The objective for the content strategy was to become the trusted voice in payments and commerce. To do that, we needed a content foundation where visitors could return again and again for insightful and educational content to help grow their businesses with advanced payment and commerce strategies. I conceptualized and launched:

  • A digital publication

  • A content hub experience for the digital publication

  • A digital newsletter

  • Activated social media 

Fueling the engine with content experiences that created results 

Once the foundation was set, we needed pillar content that delivered exceptional value and leading-edge insights to the audience so we could consistently drive marketing leads for the business. I conceived an annual industry trends content campaign, supported by a multi-channel, integrated go-to-market strategy with that goal, and it worked. For years running, it was the largest generator of marketing leads for the business.

Amplifying impact

Pavlov’s Theory absolutely applies to content marketing. Twenty percent of content marketing is producing the content. The other 80%? You guessed it; It’s marketing the content – using tactics like SEO, SEM, social media, paid ads, email marketing, and content syndication. 

My team leveraged each one of these amplification approaches to meet our goals. Some we used for always-on or evergreen content like SEO, email marketing, and organic social media. For others like paid ads, SEM, and content syndication, we prioritized for campaigns and high-performing evergreen content.

Day-to-day leadership

No content strategy can run on its own. Rather, it needs creative leadership and a dedicated team to identify opportunities and solve problems day in and day out.

═══

● TASK BRIEF
Summarize the content strategy text above in two sentences.

● Source data
═══

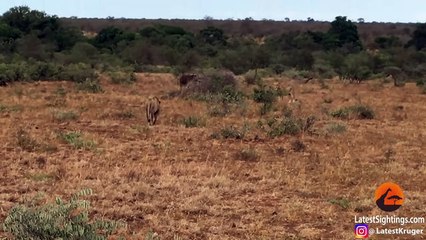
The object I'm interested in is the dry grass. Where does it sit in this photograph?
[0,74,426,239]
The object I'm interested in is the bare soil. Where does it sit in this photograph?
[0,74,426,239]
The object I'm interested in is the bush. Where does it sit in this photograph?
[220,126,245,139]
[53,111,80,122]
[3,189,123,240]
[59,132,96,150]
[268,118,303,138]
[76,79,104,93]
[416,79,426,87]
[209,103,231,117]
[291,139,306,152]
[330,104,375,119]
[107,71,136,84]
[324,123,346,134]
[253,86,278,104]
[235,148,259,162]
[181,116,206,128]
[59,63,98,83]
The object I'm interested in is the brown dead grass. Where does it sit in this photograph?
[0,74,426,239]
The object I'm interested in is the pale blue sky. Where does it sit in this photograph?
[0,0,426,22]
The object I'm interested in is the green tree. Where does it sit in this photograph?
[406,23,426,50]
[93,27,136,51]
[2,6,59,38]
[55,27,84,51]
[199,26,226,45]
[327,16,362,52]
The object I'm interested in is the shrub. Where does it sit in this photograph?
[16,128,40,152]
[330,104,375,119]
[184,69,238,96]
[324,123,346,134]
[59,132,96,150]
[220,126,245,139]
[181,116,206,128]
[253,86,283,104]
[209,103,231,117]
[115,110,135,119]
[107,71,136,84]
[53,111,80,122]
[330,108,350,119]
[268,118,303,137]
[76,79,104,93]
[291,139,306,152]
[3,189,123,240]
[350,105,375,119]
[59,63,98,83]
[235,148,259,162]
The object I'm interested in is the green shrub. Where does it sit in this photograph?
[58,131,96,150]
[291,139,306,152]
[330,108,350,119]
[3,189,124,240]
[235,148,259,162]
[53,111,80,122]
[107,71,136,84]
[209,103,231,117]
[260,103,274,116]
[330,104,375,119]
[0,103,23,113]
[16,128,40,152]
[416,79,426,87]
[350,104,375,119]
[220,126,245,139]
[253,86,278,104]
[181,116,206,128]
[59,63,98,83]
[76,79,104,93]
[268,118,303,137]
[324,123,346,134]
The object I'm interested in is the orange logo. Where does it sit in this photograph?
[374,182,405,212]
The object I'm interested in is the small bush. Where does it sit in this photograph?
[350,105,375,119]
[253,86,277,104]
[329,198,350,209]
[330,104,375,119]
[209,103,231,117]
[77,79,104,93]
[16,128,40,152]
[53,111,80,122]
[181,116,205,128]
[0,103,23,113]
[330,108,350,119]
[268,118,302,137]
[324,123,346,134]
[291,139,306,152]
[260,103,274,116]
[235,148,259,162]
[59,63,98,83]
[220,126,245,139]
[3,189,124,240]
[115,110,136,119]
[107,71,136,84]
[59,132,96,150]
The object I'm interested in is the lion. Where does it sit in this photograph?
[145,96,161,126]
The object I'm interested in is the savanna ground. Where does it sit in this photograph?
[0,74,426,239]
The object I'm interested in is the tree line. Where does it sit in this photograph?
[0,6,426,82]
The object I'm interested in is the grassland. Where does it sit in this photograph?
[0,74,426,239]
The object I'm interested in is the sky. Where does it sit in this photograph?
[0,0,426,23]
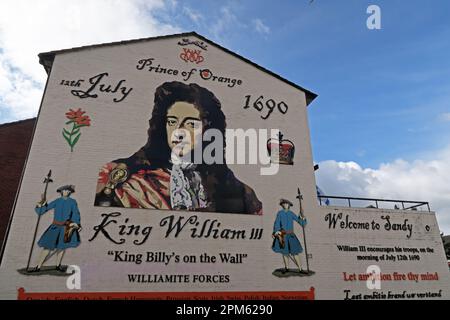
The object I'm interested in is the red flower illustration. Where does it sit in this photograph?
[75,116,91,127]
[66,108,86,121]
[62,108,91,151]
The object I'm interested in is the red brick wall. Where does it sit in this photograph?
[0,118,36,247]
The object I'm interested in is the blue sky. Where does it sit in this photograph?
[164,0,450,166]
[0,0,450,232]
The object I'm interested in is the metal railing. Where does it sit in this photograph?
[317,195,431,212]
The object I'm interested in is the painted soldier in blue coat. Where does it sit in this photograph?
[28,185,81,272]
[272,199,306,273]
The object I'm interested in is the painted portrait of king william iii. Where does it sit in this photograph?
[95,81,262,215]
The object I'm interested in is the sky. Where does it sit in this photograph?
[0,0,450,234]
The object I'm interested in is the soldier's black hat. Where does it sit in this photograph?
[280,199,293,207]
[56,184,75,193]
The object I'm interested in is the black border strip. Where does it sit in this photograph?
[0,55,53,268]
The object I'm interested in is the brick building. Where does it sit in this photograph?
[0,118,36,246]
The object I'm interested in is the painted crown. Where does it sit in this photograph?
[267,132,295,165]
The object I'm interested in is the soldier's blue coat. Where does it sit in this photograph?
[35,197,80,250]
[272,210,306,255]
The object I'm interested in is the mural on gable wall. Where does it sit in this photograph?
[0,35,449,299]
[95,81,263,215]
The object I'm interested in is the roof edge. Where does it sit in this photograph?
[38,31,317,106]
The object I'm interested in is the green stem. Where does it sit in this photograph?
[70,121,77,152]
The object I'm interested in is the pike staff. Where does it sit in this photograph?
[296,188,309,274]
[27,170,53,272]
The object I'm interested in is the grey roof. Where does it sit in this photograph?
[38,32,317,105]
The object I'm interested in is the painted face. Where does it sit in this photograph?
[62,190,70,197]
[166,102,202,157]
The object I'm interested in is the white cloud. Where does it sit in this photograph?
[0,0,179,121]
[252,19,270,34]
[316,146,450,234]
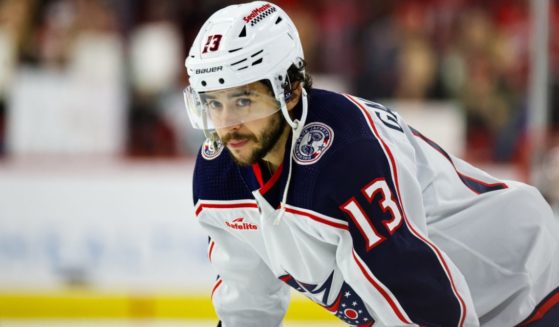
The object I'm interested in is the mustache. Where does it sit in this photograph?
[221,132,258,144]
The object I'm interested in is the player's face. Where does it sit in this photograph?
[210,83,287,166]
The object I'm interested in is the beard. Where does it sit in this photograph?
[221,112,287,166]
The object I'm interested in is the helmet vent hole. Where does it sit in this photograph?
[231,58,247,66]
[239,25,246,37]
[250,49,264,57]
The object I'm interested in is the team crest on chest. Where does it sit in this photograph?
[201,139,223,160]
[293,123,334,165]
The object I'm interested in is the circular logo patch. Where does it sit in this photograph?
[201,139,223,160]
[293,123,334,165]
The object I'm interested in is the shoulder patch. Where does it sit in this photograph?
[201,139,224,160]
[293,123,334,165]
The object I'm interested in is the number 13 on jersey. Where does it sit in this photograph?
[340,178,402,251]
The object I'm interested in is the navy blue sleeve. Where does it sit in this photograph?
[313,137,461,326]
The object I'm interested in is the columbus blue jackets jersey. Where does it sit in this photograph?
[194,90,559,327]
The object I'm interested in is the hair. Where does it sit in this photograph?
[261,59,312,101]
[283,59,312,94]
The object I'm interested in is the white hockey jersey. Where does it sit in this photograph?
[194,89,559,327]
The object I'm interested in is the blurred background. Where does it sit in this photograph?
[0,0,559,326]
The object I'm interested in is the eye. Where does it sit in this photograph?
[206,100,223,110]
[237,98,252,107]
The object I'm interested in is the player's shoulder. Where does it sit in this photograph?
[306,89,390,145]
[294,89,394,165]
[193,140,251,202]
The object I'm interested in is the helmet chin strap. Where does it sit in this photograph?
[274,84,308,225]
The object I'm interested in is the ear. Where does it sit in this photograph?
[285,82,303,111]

═══

● EXERCISE RESULT
To become the trusted voice in payments and commerce, the writer launched a digital publication, a content hub for it, a digital newsletter, and activated social media, then conceived an annual industry trends campaign that was for years the business's largest generator of marketing leads. The team amplified content through SEO, SEM, social media, paid ads, email marketing, and content syndication, and the text holds that 80% of content marketing is marketing the content and that any content strategy needs creative leadership and a dedicated team.